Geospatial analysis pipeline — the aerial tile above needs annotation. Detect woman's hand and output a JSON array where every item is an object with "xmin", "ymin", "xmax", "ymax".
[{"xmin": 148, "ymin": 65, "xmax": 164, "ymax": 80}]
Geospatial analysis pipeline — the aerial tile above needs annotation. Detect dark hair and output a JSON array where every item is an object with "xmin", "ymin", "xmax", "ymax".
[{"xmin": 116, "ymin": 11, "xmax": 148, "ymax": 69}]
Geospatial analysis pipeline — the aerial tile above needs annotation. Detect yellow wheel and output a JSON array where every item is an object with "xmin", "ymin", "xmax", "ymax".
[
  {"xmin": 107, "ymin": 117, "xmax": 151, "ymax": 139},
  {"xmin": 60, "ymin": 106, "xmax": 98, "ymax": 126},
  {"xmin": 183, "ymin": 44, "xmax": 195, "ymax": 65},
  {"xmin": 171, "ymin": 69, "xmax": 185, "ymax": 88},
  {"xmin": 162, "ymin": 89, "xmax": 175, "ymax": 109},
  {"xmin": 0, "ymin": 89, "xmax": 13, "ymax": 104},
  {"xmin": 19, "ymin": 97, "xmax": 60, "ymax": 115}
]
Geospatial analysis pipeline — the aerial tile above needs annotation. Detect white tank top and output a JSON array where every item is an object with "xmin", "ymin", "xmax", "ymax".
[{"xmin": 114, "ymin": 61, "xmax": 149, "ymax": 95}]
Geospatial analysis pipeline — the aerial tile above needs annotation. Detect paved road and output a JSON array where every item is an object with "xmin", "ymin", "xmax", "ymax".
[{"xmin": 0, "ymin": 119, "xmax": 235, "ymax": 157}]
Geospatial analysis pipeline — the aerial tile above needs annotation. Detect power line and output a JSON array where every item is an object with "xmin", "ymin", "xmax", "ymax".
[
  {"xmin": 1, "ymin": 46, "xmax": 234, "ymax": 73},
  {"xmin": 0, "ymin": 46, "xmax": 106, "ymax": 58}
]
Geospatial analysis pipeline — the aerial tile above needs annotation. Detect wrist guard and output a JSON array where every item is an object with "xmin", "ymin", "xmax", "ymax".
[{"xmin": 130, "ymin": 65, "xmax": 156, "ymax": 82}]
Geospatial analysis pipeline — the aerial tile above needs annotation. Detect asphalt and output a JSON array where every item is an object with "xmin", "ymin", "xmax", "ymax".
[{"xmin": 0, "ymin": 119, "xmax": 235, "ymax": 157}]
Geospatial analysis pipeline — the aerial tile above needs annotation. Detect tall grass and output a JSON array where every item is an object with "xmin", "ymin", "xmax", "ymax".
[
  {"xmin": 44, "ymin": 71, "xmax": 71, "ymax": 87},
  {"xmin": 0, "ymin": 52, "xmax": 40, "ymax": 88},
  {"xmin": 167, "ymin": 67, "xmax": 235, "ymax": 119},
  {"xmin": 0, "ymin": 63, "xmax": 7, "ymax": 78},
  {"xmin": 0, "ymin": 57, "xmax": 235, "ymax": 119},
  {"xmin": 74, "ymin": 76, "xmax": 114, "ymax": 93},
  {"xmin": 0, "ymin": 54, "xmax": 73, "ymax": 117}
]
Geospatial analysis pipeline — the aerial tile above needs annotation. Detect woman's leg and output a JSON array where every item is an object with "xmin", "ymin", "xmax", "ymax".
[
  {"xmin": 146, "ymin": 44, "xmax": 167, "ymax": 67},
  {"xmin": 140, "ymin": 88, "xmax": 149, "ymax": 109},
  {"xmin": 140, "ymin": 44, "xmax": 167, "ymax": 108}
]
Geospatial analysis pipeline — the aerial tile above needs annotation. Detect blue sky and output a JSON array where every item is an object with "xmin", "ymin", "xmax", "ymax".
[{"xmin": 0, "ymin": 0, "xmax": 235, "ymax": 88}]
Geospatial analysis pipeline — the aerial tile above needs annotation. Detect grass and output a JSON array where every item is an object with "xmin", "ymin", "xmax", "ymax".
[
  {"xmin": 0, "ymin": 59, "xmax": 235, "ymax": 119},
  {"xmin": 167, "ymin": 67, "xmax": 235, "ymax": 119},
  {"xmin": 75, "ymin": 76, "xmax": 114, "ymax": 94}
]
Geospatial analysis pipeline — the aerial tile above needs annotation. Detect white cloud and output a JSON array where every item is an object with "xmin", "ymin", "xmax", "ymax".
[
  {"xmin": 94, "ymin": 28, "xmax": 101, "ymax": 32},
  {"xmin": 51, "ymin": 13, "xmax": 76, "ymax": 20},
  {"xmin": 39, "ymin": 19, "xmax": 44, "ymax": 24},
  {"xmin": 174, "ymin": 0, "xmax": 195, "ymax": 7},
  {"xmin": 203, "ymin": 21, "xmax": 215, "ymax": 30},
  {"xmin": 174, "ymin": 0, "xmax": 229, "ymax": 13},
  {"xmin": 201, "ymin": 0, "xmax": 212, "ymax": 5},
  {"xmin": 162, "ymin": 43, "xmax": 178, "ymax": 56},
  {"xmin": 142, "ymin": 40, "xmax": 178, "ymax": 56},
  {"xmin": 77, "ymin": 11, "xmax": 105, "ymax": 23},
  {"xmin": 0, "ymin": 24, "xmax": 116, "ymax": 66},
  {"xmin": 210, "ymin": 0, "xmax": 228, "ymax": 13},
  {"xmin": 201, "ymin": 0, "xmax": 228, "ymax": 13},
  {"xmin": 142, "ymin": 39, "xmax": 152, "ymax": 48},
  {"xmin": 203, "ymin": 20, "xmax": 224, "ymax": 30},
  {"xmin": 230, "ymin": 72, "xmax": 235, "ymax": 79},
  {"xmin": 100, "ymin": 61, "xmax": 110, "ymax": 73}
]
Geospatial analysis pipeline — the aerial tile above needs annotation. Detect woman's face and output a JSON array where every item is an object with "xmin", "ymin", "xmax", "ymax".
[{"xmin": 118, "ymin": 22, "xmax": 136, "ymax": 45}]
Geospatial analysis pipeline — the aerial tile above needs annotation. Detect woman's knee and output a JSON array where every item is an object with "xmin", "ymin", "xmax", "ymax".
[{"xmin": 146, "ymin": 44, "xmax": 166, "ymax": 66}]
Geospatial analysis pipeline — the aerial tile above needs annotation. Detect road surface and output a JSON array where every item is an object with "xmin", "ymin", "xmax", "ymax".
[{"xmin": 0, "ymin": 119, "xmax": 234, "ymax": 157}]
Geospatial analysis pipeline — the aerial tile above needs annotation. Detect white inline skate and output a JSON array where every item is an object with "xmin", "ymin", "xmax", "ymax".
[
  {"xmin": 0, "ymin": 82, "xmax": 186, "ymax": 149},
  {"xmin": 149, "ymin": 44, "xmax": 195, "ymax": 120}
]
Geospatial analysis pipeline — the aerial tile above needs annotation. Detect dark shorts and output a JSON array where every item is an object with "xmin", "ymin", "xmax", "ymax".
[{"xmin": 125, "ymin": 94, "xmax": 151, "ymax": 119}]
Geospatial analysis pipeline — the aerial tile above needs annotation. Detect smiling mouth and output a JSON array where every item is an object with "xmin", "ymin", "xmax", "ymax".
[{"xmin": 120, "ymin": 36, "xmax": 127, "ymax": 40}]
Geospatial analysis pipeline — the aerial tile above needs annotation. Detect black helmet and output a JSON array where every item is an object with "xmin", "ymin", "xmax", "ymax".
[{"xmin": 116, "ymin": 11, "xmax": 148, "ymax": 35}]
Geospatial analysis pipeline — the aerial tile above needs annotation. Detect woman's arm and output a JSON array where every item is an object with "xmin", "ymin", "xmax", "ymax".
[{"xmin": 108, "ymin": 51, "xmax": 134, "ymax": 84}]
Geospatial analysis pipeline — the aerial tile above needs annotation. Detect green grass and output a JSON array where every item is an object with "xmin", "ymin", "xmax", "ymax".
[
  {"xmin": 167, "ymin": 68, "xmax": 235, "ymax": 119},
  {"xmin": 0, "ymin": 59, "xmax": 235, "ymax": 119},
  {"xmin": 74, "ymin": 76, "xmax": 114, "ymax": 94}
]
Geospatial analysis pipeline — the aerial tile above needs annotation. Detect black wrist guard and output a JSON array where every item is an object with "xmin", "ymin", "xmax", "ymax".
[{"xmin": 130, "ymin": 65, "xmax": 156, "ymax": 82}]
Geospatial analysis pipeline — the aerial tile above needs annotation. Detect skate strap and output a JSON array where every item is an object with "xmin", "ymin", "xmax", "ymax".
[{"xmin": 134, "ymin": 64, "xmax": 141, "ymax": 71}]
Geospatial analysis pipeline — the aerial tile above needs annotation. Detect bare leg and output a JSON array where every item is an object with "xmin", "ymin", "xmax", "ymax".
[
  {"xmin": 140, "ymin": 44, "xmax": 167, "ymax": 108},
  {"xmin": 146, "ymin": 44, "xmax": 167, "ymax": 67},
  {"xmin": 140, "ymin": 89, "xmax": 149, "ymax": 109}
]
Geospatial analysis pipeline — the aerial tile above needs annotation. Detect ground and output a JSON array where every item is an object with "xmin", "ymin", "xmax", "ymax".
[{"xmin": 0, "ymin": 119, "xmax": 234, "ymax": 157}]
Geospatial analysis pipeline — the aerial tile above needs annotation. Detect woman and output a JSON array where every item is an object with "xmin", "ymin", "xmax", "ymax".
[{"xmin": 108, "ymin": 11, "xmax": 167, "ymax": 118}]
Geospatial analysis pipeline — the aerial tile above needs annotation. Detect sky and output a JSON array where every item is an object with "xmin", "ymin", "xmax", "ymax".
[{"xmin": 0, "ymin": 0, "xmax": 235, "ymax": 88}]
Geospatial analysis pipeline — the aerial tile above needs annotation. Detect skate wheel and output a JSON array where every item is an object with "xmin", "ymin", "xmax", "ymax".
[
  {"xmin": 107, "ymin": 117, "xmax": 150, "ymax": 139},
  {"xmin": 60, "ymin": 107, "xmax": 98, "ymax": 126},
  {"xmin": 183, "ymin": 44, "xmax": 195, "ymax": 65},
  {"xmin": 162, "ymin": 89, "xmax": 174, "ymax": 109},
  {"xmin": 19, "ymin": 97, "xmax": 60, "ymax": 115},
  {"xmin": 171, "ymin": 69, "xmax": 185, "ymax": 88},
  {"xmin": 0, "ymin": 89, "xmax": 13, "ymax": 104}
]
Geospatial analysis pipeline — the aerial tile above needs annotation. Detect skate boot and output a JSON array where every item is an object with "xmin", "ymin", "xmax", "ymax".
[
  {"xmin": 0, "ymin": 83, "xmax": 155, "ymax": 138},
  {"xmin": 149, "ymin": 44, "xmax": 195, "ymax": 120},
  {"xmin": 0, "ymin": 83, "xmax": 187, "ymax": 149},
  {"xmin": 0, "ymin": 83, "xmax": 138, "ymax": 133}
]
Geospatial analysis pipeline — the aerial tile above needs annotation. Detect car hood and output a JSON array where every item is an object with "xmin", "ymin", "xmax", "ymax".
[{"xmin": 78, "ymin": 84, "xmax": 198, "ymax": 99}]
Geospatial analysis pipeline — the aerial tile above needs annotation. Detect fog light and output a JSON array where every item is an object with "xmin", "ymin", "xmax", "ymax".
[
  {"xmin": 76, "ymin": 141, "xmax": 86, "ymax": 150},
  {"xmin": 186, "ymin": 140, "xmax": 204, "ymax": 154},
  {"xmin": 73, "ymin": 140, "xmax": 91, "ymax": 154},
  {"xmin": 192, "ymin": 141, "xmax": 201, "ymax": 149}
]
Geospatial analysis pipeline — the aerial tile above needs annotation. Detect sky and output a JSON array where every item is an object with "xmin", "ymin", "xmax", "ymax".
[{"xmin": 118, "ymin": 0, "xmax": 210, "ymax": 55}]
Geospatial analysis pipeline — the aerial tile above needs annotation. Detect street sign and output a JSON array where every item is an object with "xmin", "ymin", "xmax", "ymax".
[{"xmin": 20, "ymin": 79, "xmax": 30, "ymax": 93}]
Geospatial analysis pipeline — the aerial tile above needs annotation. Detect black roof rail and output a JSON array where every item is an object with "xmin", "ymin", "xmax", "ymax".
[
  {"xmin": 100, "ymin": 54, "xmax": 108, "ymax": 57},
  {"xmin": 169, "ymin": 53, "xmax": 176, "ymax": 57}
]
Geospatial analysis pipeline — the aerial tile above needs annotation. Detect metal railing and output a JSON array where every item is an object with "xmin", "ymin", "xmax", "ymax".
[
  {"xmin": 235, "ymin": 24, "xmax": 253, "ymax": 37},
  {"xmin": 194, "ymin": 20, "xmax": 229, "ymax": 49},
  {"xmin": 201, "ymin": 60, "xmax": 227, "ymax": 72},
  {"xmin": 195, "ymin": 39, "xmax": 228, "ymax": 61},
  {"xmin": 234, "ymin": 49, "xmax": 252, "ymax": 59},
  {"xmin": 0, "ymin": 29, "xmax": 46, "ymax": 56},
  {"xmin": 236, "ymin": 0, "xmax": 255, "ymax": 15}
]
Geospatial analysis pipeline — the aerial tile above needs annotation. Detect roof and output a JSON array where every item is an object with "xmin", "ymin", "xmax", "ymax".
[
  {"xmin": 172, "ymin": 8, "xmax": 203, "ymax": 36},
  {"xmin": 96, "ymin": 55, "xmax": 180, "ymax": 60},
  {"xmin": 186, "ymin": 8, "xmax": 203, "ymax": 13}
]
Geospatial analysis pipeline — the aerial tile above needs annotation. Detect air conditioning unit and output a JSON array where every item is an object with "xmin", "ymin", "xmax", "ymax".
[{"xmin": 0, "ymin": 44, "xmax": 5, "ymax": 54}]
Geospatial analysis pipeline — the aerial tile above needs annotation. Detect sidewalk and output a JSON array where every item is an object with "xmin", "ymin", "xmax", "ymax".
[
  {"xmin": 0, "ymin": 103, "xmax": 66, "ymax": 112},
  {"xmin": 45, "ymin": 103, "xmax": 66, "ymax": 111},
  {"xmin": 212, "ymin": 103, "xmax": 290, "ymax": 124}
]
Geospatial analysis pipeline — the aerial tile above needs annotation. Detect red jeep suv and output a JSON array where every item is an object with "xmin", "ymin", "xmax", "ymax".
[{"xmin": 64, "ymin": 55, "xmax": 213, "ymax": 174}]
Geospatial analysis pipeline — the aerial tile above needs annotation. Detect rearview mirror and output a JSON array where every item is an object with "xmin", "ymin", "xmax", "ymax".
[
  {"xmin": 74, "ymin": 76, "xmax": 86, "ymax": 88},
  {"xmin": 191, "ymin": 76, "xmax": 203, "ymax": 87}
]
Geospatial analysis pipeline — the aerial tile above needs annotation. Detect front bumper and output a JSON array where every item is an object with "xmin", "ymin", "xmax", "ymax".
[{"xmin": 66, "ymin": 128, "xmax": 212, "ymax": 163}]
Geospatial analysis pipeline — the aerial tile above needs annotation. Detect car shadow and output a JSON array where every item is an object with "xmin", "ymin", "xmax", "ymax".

Assignment -
An exact copy of the lines from the one containing "annotation. Detect front" through the last line of the material, both included, is to be printed, and nothing else.

Written answer -
Geospatial analysis pipeline — the aerial tile above needs annotation. Detect front bumper and output a JSON array where every item is an object with "xmin", "ymin", "xmax", "ymax".
[{"xmin": 66, "ymin": 128, "xmax": 212, "ymax": 163}]
Geospatial analysis pipeline — the aerial tile above needs annotation. Detect car shadow and output a JSON array where every item is an object with "xmin", "ymin", "xmax", "ymax".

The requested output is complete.